* start Stored data *

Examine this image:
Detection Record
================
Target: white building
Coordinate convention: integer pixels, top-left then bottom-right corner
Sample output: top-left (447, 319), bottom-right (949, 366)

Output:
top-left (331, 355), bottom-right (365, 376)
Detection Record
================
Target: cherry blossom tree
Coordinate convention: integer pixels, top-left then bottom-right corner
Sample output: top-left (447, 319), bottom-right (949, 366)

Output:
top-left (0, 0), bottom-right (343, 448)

* end Stored data *
* start Stored data *

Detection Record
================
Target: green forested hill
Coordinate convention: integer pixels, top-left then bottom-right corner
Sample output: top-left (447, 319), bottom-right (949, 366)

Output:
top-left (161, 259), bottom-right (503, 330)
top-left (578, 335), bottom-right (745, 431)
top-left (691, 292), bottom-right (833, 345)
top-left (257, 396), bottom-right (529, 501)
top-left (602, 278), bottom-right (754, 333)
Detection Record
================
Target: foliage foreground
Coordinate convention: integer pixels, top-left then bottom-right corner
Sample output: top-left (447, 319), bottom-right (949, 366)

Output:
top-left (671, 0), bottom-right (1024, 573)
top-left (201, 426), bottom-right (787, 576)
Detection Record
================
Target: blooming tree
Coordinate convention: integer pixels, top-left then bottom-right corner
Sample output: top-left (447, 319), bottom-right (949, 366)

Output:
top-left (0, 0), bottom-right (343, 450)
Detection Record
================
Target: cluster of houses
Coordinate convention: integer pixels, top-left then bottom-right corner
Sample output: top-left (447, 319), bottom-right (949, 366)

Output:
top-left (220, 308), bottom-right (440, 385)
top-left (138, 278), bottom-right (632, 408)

* end Stored data *
* start Stored data *

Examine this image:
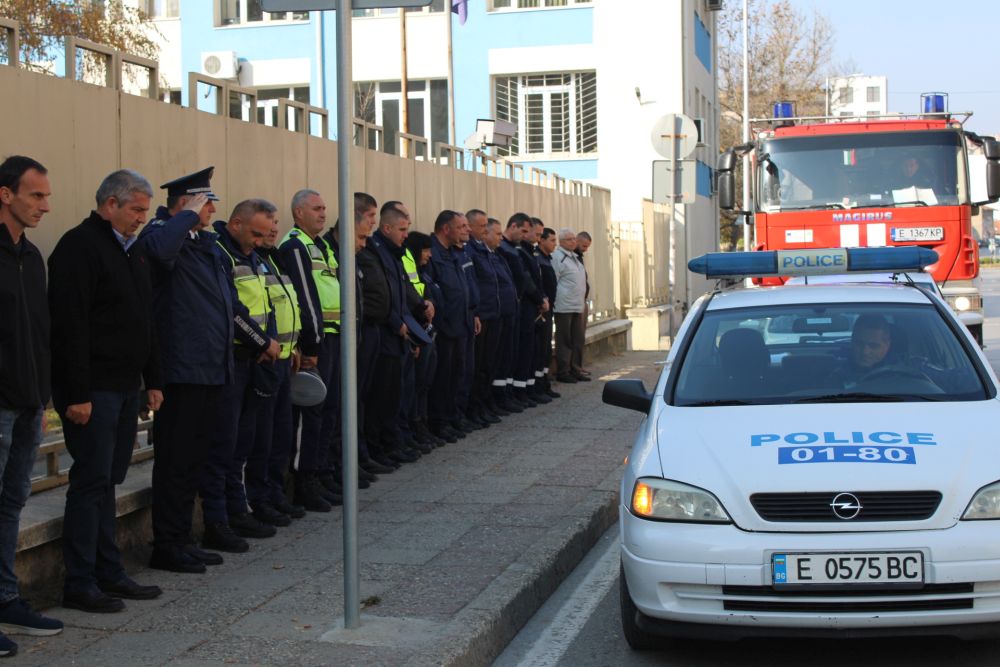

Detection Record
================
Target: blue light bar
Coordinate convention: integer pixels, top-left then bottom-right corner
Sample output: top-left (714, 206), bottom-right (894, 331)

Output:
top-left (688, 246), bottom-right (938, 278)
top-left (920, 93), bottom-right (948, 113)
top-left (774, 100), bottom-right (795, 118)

* end Stored data *

**What is being asked**
Pull out every line of the items above that contains the word "Target". Case matters when matching.

**Response**
Target: white building
Target: cherry blossom tree
Target: green forested hill
Target: foliage foreground
Target: blooming tree
Target: cluster of houses
Target: blue light bar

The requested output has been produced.